==== Exercise material

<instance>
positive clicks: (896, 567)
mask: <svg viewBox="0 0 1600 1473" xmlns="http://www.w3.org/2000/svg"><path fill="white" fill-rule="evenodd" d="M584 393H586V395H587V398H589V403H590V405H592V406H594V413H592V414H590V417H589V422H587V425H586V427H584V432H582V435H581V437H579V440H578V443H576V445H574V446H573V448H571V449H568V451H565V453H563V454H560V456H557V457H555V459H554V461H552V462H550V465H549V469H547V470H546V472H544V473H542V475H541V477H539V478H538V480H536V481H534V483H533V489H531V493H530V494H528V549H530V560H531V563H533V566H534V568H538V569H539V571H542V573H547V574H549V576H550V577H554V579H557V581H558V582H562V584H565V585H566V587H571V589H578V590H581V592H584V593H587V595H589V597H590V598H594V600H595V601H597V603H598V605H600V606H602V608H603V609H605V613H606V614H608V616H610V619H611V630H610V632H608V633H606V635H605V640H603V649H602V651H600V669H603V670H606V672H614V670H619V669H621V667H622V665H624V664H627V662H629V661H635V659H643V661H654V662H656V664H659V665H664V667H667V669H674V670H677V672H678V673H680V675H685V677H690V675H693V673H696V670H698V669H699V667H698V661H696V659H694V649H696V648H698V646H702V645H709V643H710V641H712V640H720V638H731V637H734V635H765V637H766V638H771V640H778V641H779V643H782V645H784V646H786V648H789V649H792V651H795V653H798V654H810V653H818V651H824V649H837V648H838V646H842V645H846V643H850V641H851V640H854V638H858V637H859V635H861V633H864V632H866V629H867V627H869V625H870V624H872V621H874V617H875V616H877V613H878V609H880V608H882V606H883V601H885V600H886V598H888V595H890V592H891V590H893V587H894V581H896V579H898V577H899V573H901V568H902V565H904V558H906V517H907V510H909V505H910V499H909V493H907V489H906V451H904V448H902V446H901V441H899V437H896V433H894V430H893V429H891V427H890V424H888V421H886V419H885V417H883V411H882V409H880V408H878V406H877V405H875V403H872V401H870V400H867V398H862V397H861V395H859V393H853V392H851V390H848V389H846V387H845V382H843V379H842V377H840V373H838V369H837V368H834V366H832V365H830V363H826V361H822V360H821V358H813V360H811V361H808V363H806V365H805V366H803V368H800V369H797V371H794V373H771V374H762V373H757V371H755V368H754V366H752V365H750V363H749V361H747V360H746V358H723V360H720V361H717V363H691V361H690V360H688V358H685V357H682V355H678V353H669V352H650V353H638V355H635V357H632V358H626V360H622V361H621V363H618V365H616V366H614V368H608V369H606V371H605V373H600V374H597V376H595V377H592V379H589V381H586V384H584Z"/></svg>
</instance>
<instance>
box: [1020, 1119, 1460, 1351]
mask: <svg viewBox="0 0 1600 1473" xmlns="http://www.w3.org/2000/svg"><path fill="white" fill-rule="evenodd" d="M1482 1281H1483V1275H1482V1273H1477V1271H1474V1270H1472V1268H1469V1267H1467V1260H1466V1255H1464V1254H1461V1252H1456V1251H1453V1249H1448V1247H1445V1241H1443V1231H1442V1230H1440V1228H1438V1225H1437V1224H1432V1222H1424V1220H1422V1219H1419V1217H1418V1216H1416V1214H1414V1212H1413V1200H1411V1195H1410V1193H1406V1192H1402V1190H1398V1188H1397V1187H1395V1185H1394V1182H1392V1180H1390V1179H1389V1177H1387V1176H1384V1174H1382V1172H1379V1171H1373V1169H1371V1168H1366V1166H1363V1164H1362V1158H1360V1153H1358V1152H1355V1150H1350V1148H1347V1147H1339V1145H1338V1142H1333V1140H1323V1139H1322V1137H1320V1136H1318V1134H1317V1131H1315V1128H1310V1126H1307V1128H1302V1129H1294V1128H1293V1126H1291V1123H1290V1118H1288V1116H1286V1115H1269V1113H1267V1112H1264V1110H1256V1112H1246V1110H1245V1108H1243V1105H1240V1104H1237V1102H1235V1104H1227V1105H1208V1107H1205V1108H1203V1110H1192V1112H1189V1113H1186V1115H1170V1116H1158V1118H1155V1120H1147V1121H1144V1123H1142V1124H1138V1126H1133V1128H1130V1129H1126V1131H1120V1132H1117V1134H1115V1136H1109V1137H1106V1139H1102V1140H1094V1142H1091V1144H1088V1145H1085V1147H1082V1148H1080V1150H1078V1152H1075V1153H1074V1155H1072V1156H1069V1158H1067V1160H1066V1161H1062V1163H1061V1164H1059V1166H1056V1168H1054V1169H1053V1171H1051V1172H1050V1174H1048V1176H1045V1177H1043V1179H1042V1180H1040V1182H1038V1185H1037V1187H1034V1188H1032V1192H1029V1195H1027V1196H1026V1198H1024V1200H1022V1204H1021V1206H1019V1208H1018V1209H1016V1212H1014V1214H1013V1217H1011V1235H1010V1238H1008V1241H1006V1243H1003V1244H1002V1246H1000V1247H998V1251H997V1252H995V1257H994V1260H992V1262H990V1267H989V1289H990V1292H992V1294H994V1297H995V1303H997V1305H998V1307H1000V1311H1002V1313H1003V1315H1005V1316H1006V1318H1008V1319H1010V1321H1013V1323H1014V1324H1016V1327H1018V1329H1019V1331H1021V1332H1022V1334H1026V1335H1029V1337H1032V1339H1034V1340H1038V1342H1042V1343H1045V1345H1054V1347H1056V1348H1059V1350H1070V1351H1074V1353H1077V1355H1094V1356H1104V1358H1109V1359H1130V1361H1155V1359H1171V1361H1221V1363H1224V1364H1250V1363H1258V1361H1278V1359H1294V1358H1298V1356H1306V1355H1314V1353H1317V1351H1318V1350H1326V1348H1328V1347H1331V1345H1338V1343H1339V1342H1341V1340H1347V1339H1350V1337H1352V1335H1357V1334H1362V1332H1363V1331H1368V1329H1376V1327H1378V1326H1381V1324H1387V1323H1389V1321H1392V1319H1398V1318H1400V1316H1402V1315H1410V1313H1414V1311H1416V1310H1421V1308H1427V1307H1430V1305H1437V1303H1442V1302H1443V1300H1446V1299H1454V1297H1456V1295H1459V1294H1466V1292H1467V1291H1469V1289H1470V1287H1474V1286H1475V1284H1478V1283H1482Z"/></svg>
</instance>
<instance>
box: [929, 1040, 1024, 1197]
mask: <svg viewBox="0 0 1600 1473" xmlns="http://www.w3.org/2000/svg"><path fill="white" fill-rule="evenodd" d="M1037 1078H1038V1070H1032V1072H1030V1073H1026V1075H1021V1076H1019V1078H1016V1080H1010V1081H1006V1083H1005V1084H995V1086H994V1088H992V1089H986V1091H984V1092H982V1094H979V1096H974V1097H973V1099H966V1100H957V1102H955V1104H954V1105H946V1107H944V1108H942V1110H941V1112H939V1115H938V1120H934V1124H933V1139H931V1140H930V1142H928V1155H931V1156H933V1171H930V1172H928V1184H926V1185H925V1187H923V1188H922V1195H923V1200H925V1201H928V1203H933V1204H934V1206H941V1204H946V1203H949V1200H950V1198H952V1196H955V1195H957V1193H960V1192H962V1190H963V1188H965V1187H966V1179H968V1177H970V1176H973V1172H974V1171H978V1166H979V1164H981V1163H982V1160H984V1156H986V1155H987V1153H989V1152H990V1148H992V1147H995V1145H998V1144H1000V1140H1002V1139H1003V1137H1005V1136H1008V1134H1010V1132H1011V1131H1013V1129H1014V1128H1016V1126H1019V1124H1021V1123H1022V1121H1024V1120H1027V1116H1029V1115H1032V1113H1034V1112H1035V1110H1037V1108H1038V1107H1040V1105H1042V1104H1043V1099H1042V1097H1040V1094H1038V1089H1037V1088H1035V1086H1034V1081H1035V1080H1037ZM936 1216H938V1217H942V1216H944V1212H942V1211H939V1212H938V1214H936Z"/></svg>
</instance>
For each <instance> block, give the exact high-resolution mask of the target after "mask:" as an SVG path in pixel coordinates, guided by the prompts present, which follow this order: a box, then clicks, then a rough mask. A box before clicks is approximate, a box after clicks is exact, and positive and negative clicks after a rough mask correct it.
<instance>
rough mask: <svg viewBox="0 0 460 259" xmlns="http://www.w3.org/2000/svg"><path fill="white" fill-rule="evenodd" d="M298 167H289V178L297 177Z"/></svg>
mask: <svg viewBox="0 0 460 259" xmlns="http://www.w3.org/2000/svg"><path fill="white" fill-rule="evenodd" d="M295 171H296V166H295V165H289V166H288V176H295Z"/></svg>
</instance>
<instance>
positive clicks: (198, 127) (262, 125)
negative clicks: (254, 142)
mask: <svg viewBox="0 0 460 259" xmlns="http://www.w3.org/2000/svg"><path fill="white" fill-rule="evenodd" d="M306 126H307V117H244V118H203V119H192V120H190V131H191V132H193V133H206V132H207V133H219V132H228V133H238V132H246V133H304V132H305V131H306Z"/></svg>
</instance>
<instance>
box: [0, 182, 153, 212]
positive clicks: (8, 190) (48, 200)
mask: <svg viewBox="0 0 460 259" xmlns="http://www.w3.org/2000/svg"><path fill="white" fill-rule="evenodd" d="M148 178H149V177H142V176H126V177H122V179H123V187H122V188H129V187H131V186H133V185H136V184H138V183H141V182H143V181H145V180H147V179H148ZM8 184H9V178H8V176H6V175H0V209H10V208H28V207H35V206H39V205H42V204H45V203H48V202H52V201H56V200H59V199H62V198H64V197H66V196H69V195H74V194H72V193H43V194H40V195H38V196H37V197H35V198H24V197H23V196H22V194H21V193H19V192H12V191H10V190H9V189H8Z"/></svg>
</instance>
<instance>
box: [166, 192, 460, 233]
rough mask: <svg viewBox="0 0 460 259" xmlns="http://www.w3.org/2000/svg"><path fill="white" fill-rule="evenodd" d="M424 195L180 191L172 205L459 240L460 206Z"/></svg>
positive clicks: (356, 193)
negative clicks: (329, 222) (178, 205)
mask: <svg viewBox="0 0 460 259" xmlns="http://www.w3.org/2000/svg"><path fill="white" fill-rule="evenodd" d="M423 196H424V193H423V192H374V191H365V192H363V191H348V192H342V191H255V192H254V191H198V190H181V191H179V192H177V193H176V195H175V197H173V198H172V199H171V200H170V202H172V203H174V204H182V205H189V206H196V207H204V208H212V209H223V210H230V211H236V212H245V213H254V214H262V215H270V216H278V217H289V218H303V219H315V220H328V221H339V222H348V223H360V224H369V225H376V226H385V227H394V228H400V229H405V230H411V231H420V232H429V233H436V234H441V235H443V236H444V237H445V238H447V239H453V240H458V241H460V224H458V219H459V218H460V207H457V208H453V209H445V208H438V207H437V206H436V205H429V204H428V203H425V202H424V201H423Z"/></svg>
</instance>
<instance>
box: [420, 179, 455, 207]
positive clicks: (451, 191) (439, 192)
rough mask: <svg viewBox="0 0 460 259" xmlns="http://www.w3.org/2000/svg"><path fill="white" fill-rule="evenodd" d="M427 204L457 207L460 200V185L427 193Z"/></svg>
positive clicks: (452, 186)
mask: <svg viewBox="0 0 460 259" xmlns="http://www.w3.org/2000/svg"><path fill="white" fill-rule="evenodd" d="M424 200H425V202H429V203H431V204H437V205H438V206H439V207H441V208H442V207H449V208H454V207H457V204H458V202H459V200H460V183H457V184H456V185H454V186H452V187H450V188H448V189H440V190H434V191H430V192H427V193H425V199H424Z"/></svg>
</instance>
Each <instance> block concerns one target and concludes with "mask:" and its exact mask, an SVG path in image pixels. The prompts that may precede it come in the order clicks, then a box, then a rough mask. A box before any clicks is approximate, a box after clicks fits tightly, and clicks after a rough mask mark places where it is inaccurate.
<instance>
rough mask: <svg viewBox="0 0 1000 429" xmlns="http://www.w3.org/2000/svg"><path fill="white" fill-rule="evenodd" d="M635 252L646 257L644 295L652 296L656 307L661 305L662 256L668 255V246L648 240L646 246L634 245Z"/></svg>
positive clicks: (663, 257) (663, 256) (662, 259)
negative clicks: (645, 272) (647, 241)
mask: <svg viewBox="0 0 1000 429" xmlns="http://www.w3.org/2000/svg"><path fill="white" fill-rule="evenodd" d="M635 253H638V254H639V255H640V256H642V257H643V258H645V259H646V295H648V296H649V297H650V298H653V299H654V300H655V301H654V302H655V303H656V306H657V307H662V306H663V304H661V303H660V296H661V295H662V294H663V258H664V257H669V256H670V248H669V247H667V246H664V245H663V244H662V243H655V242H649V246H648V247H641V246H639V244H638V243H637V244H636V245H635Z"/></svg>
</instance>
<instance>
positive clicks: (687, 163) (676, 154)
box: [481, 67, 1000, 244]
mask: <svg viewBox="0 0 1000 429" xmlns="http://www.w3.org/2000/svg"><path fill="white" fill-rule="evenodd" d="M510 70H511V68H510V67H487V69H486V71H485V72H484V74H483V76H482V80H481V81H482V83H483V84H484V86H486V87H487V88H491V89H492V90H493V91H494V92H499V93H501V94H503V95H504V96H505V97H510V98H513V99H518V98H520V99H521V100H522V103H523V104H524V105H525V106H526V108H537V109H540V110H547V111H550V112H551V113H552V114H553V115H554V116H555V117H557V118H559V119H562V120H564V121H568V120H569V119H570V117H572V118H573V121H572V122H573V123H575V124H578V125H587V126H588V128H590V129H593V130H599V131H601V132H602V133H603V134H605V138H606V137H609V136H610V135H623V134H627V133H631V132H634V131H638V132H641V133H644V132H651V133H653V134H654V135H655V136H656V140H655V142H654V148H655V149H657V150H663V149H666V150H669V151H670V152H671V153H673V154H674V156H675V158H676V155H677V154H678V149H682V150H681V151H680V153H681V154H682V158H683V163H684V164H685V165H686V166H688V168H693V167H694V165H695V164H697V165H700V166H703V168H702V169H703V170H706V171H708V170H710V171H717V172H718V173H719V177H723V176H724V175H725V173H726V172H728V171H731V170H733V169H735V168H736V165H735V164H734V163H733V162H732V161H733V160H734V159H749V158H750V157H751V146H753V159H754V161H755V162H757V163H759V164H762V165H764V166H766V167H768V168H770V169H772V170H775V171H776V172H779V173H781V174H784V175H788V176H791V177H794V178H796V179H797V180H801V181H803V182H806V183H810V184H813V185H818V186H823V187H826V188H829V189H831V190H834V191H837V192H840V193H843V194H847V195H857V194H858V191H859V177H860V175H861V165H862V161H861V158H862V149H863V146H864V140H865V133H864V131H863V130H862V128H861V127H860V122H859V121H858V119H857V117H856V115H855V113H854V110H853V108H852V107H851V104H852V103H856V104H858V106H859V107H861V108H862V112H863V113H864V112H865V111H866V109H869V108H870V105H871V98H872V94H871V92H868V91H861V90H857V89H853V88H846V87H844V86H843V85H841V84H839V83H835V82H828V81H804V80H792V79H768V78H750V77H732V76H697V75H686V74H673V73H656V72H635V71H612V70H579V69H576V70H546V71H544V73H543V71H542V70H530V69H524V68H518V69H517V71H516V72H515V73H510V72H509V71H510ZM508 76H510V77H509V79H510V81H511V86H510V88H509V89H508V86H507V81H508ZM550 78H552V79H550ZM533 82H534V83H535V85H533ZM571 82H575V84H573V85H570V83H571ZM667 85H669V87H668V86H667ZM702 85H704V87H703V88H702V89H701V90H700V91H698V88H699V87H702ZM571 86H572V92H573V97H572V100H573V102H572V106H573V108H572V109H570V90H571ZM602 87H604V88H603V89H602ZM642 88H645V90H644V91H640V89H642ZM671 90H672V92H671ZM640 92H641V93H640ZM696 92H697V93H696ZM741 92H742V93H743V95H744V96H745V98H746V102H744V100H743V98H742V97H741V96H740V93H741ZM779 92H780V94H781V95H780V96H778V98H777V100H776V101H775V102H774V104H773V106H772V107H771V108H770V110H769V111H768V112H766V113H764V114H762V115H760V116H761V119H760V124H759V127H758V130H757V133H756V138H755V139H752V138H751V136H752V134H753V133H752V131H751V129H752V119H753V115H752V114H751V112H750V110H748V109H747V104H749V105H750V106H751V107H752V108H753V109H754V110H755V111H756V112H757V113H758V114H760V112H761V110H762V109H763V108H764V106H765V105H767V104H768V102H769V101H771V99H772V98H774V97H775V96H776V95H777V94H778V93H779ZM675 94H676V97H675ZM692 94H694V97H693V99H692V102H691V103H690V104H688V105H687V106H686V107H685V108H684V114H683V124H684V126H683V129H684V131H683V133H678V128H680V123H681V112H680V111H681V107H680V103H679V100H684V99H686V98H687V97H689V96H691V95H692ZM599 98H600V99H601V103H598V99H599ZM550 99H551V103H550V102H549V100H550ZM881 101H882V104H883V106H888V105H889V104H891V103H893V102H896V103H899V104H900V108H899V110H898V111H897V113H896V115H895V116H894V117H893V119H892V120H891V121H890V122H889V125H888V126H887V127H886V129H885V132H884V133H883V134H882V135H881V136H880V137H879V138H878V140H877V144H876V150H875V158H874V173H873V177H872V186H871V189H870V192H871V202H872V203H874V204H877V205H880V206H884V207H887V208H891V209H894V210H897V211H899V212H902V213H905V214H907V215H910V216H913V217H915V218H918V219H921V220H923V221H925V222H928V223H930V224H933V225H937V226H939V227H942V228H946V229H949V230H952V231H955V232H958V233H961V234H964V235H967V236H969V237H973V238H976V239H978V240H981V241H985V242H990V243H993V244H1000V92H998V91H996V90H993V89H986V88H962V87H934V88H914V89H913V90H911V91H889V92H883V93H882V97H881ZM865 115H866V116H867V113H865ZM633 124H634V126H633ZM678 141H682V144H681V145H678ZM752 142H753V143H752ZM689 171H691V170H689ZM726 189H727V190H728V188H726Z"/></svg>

========

• Aim of the task: Count the lines in the rows above that contain the word "order", with case counting, and give only that number.

• Worked solution: 2